Exercise goal: Recast the lines below as a Markdown table with two columns, No. and Line, giving each line's row number and its text and omitting any blank lines.

— start Supplied information —

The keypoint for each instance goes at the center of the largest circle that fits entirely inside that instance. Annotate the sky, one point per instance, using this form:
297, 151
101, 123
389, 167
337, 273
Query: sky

— end Supplied information —

Reply to the task:
| No. | Line |
|---|---|
| 1 | The keypoint for each instance goes at the center of the largest circle that fits entirely inside that instance. Annotate the sky, one point per instance, using this form: |
| 2 | 297, 151 |
| 3 | 101, 123 |
| 4 | 389, 167 |
| 5 | 337, 273 |
| 6 | Query: sky |